**Supplied material**:
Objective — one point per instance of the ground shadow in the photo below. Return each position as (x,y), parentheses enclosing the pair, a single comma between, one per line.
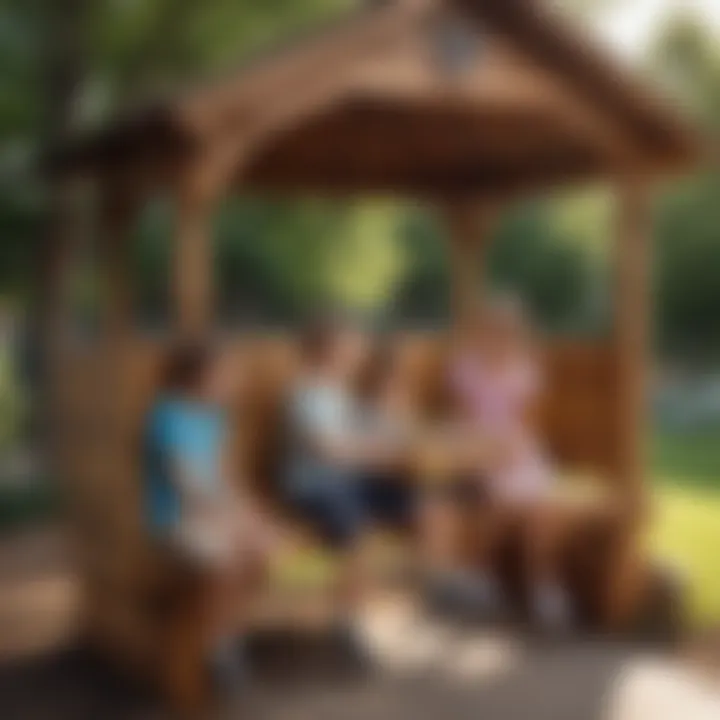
(306,675)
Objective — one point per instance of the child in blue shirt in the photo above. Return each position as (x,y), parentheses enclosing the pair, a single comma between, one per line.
(193,504)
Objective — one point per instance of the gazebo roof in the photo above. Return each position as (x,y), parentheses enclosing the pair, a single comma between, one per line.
(428,97)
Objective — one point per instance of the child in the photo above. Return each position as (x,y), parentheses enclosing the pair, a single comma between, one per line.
(334,474)
(496,381)
(193,505)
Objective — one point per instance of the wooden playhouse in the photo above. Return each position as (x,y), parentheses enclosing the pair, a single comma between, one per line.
(464,105)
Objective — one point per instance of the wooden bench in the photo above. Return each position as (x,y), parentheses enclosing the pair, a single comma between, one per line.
(147,610)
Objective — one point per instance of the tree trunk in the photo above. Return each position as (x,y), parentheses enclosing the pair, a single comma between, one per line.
(63,26)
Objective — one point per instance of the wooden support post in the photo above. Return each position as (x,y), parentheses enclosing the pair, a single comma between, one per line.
(629,581)
(193,259)
(632,335)
(117,215)
(470,226)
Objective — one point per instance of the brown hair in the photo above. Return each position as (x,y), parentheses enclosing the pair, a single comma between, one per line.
(185,365)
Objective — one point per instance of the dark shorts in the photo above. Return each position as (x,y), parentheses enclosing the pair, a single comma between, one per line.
(342,504)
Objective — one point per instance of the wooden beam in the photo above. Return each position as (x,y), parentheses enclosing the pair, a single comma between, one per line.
(118,208)
(470,225)
(192,276)
(632,334)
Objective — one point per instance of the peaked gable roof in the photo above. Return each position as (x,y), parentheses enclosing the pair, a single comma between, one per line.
(363,88)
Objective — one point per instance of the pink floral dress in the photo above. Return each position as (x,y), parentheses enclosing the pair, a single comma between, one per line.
(494,402)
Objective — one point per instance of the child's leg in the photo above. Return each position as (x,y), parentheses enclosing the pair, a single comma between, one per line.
(546,534)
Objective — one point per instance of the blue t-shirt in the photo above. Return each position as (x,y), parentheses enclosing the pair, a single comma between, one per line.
(187,433)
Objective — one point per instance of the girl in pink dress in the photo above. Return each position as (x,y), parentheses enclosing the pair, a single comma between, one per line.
(496,382)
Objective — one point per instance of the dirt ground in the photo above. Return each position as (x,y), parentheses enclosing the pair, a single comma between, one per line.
(423,669)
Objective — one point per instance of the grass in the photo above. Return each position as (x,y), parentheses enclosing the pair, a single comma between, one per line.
(686,529)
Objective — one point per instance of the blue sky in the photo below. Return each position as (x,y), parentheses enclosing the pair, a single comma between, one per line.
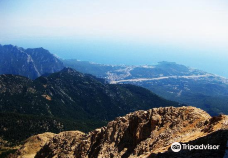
(194,33)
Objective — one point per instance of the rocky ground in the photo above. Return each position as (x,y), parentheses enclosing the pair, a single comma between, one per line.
(139,134)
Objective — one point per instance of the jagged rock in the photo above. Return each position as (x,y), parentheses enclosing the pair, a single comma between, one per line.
(32,145)
(30,63)
(143,134)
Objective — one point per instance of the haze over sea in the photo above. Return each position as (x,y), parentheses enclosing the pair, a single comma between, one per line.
(193,33)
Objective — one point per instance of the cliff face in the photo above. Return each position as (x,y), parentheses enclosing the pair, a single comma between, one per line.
(144,134)
(30,63)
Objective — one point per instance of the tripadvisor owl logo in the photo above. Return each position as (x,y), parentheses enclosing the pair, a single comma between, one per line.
(176,147)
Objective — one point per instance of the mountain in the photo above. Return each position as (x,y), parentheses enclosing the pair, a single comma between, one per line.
(66,100)
(168,80)
(30,63)
(146,134)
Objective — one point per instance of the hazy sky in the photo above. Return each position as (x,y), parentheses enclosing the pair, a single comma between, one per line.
(190,32)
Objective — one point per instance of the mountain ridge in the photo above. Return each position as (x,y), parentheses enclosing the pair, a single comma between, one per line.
(142,134)
(30,63)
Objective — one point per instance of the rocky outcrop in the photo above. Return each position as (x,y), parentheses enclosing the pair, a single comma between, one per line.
(30,63)
(32,145)
(143,134)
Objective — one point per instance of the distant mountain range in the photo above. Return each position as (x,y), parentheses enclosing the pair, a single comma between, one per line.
(167,79)
(66,100)
(40,93)
(30,63)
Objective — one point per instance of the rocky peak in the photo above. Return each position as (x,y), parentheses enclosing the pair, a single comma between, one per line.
(142,134)
(30,63)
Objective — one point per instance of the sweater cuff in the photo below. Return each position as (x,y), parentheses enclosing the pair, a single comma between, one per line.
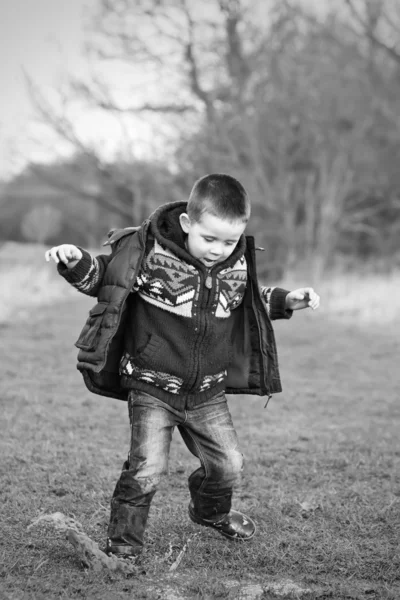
(80,270)
(277,304)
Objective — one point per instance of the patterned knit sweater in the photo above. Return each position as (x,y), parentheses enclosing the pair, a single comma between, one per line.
(177,339)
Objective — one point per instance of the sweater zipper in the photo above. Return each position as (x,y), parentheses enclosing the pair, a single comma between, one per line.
(260,345)
(206,286)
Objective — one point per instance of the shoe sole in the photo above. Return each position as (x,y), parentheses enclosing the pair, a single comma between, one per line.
(212,526)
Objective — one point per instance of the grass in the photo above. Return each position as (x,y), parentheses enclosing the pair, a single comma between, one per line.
(322,476)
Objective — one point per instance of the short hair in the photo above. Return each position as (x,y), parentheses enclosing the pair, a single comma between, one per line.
(220,195)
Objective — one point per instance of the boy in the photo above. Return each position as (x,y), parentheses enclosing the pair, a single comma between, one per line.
(180,321)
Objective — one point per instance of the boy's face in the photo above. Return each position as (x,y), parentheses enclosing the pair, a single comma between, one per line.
(212,239)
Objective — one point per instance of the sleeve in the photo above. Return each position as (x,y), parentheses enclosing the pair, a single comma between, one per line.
(274,298)
(87,274)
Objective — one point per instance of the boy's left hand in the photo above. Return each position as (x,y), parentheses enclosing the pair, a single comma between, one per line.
(302,298)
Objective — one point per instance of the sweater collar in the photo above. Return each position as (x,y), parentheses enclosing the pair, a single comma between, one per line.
(166,228)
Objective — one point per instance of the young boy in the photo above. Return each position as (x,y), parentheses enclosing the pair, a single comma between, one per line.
(180,321)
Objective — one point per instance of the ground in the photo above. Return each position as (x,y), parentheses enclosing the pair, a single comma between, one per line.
(322,477)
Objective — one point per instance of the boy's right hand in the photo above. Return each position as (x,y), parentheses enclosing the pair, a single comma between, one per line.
(66,253)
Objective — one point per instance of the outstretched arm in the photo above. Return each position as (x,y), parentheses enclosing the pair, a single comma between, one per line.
(302,298)
(78,267)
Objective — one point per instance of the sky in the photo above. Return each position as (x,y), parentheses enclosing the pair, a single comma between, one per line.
(42,38)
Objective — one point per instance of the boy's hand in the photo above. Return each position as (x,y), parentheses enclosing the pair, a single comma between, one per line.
(66,253)
(302,298)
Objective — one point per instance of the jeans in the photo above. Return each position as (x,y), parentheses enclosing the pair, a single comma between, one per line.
(207,431)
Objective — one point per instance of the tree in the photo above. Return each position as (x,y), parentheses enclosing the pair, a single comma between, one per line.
(268,91)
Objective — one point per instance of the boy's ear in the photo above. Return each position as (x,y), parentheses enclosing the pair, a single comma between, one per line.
(185,222)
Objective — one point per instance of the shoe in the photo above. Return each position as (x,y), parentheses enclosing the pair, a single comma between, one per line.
(235,525)
(122,551)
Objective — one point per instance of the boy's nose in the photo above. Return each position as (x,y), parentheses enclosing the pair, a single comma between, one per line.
(216,251)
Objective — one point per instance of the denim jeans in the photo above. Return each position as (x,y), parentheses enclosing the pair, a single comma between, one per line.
(207,431)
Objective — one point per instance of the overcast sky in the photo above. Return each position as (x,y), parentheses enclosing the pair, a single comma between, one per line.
(43,37)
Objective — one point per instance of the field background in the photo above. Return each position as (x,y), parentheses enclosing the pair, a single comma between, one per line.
(321,480)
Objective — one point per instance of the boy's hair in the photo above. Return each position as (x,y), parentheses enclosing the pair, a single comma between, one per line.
(221,195)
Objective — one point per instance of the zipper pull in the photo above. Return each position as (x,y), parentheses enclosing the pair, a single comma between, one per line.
(268,399)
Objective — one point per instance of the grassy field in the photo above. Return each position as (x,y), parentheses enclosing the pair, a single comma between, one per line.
(322,476)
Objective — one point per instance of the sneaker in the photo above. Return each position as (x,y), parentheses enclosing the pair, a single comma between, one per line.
(122,551)
(235,525)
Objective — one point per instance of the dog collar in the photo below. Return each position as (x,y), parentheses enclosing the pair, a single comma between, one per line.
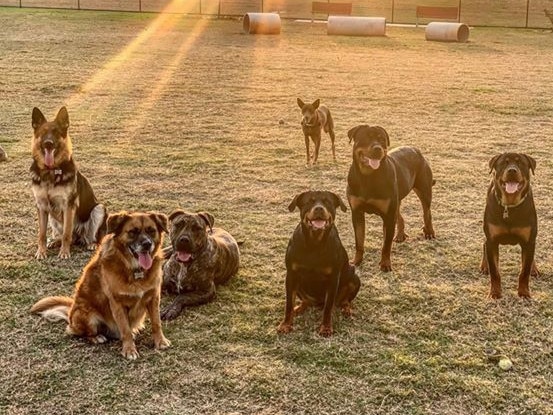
(506,207)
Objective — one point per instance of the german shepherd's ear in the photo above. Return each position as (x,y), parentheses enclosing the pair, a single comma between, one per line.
(208,219)
(493,161)
(161,221)
(175,213)
(38,119)
(353,131)
(116,220)
(62,119)
(338,202)
(531,161)
(384,133)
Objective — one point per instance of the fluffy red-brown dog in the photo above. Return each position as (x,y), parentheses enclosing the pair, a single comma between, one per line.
(120,284)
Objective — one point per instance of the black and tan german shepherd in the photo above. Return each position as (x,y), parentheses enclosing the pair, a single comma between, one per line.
(64,197)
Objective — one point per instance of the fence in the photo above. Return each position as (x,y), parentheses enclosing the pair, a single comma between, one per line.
(511,13)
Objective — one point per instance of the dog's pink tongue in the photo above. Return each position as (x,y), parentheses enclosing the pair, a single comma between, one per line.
(145,260)
(318,224)
(183,256)
(511,187)
(374,163)
(49,158)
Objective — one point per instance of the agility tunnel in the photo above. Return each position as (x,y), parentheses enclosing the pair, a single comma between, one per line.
(356,26)
(447,32)
(261,23)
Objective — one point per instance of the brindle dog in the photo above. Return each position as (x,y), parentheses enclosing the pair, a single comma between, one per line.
(510,219)
(63,195)
(316,117)
(200,258)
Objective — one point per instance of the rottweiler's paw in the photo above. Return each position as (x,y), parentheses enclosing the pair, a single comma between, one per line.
(284,328)
(325,331)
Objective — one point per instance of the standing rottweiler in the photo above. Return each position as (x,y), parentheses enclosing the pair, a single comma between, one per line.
(317,265)
(377,182)
(315,118)
(510,218)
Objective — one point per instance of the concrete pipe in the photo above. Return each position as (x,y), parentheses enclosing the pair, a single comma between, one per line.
(447,32)
(356,26)
(261,23)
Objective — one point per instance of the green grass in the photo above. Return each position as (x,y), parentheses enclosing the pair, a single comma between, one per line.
(190,118)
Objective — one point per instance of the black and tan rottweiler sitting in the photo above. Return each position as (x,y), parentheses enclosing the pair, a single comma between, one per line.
(316,117)
(200,258)
(378,180)
(317,265)
(510,218)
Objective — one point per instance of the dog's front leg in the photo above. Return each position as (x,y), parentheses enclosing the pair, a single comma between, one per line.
(67,237)
(42,228)
(358,220)
(528,264)
(291,289)
(160,341)
(389,227)
(122,320)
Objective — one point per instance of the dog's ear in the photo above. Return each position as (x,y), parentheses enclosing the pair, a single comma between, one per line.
(62,119)
(208,219)
(116,220)
(160,220)
(338,202)
(493,161)
(38,118)
(175,213)
(352,132)
(296,202)
(532,162)
(385,134)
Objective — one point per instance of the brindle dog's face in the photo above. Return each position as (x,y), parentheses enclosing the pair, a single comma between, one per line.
(140,233)
(189,233)
(309,112)
(370,146)
(512,175)
(317,209)
(50,145)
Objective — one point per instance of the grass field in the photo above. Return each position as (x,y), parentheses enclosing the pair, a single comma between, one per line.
(171,112)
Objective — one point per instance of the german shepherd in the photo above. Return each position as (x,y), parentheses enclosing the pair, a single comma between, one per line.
(120,284)
(64,197)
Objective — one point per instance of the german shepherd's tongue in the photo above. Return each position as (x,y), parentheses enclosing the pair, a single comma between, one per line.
(511,187)
(145,260)
(49,157)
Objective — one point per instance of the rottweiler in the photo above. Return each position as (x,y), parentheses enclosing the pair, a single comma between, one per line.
(510,218)
(317,266)
(316,117)
(378,180)
(63,195)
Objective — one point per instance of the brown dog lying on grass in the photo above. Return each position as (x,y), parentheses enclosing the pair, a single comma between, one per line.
(118,287)
(510,218)
(200,258)
(316,117)
(317,266)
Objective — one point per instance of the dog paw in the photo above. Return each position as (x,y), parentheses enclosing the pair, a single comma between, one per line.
(325,331)
(162,343)
(284,328)
(130,352)
(40,254)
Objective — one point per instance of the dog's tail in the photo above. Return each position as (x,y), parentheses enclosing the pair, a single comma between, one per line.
(53,308)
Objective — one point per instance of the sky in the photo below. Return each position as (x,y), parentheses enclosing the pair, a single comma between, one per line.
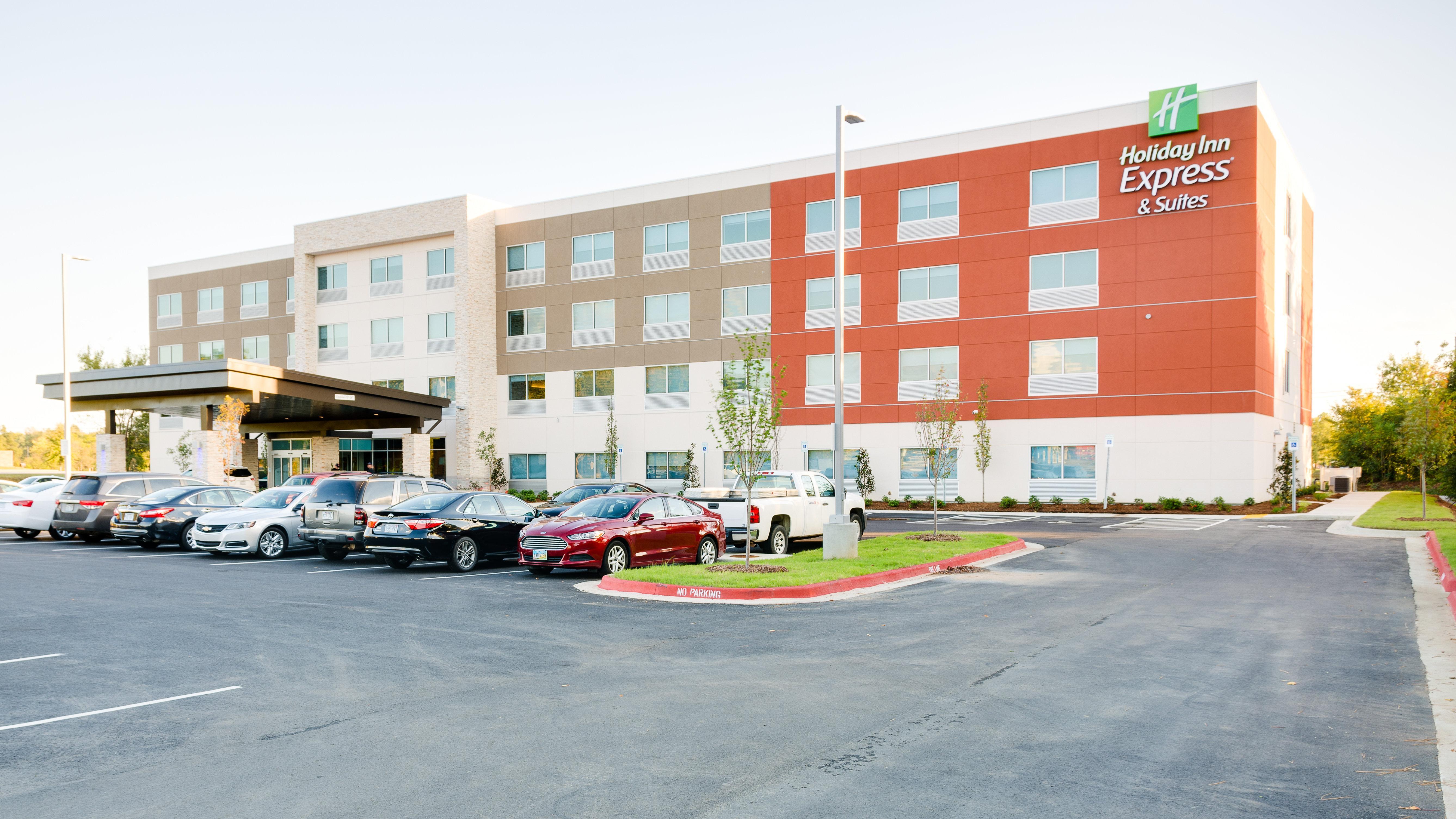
(153,133)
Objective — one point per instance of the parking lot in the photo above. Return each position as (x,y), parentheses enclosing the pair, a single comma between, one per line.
(1215,671)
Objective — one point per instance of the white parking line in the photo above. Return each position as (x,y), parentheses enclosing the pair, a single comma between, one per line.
(120,708)
(36,658)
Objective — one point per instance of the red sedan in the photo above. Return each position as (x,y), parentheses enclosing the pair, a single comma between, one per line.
(611,533)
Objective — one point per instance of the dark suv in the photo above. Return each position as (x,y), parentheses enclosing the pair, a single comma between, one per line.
(88,501)
(337,513)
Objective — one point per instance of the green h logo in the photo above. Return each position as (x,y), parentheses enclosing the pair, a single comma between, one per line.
(1173,111)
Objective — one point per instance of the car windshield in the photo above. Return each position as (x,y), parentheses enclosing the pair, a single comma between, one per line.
(603,507)
(432,503)
(167,495)
(577,494)
(338,491)
(277,498)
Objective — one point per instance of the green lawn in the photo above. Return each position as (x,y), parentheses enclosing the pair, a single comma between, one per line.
(1388,511)
(876,555)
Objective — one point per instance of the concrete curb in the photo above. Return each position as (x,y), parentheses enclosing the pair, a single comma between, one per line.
(814,593)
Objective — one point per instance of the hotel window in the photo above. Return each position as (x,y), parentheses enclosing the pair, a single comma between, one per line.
(664,247)
(386,331)
(388,270)
(529,467)
(442,387)
(334,277)
(666,318)
(745,236)
(256,348)
(442,325)
(1063,194)
(333,337)
(170,310)
(595,248)
(819,302)
(593,466)
(929,213)
(666,466)
(667,379)
(526,387)
(1063,463)
(593,324)
(440,263)
(595,383)
(1062,367)
(929,293)
(820,379)
(1063,280)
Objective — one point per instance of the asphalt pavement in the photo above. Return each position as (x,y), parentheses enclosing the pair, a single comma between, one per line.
(1235,668)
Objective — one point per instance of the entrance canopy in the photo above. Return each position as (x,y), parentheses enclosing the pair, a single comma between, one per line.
(279,401)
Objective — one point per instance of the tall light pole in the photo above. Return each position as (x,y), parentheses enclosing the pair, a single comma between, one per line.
(66,374)
(841,118)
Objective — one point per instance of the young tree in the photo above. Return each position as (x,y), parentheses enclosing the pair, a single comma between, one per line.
(496,466)
(983,434)
(864,478)
(746,414)
(940,434)
(609,457)
(691,476)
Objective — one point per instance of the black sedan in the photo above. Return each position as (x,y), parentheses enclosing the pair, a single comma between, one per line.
(584,491)
(461,529)
(168,514)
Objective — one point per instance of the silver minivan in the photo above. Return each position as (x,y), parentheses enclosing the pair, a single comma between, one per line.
(337,513)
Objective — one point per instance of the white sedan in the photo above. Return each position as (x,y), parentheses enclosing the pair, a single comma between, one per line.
(28,511)
(267,524)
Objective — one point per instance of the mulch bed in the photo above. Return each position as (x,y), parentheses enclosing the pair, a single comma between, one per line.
(743,569)
(1266,508)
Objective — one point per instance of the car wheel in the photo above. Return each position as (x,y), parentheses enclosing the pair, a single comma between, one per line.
(271,545)
(465,555)
(708,552)
(778,540)
(617,559)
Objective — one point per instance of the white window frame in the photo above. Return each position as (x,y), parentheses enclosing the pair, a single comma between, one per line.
(1065,210)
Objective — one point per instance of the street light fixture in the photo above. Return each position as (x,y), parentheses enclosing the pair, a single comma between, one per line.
(66,373)
(841,118)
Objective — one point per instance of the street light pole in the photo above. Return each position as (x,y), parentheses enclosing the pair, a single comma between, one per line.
(66,376)
(841,118)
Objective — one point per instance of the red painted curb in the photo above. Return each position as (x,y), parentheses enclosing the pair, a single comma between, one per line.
(614,584)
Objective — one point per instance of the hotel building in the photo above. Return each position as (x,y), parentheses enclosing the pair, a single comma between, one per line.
(1109,287)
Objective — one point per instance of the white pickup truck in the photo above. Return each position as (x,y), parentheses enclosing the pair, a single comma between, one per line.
(787,505)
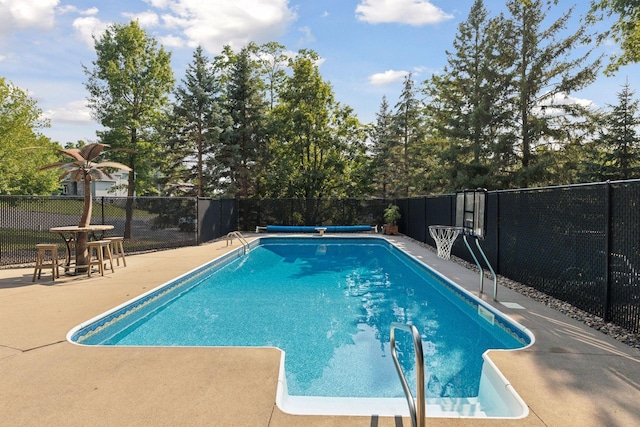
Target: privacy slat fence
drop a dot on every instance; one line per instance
(580, 244)
(577, 243)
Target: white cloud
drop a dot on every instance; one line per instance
(26, 14)
(67, 8)
(171, 41)
(87, 27)
(215, 24)
(412, 12)
(387, 78)
(307, 36)
(75, 112)
(146, 19)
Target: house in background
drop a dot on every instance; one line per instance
(116, 187)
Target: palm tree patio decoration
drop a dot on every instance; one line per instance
(84, 169)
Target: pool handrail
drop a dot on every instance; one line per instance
(240, 237)
(495, 278)
(417, 407)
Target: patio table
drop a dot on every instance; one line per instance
(72, 232)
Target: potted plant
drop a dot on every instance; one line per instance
(391, 217)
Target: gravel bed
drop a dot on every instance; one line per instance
(619, 333)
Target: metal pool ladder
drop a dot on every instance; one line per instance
(416, 407)
(240, 237)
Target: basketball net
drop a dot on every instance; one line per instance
(444, 235)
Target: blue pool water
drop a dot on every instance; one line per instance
(328, 303)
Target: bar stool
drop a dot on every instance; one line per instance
(117, 249)
(43, 248)
(99, 247)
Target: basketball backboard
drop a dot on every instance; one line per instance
(471, 206)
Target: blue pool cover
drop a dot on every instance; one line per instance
(314, 228)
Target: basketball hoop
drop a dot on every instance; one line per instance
(444, 235)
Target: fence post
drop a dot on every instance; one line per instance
(197, 221)
(607, 253)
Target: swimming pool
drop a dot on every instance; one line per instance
(328, 304)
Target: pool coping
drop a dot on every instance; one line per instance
(492, 382)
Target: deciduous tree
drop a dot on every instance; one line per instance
(129, 86)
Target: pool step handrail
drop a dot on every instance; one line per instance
(417, 406)
(240, 237)
(495, 278)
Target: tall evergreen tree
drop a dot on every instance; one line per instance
(470, 102)
(195, 125)
(546, 67)
(619, 139)
(129, 87)
(245, 141)
(385, 152)
(409, 126)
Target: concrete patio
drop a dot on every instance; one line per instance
(571, 376)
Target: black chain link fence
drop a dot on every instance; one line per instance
(156, 223)
(580, 244)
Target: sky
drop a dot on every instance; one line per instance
(367, 46)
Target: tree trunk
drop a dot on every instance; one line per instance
(128, 226)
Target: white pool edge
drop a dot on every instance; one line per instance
(491, 378)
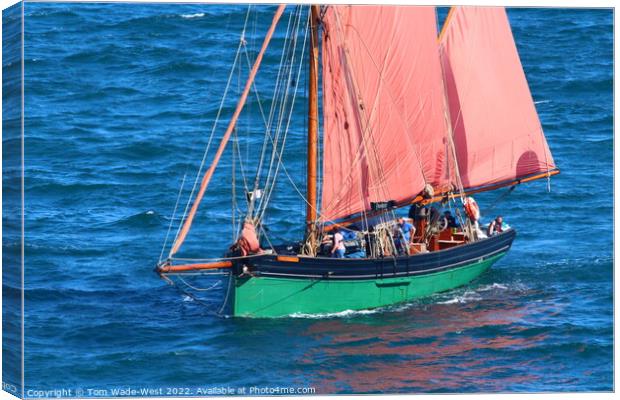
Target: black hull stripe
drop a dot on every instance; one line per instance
(329, 268)
(391, 275)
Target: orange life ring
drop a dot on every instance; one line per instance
(471, 208)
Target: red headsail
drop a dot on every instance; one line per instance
(497, 134)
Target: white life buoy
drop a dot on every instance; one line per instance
(471, 208)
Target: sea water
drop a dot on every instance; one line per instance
(120, 100)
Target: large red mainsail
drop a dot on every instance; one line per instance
(497, 133)
(385, 129)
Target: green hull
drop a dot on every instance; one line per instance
(276, 297)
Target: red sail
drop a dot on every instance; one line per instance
(497, 134)
(384, 123)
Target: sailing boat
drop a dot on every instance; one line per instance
(410, 119)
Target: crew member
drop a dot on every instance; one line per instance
(338, 248)
(495, 227)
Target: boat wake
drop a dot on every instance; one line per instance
(189, 16)
(457, 296)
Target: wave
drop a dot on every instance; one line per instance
(146, 218)
(190, 16)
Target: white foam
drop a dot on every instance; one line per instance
(197, 15)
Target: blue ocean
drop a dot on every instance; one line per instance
(120, 100)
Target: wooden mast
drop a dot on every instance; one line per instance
(313, 121)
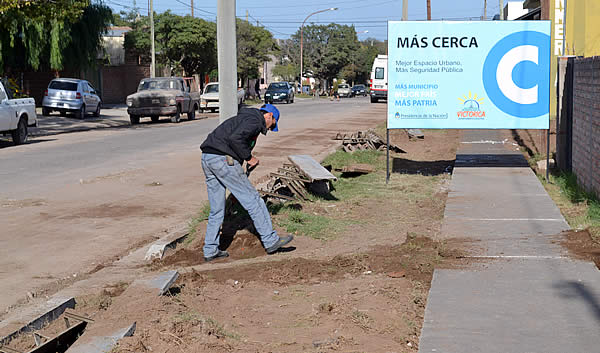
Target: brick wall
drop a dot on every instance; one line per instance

**What the task asks**: Go through the entries. Report every line that contains the word "basketball".

**Expected output**:
Target: basketball net
Target: basketball backboard
Target: basketball hoop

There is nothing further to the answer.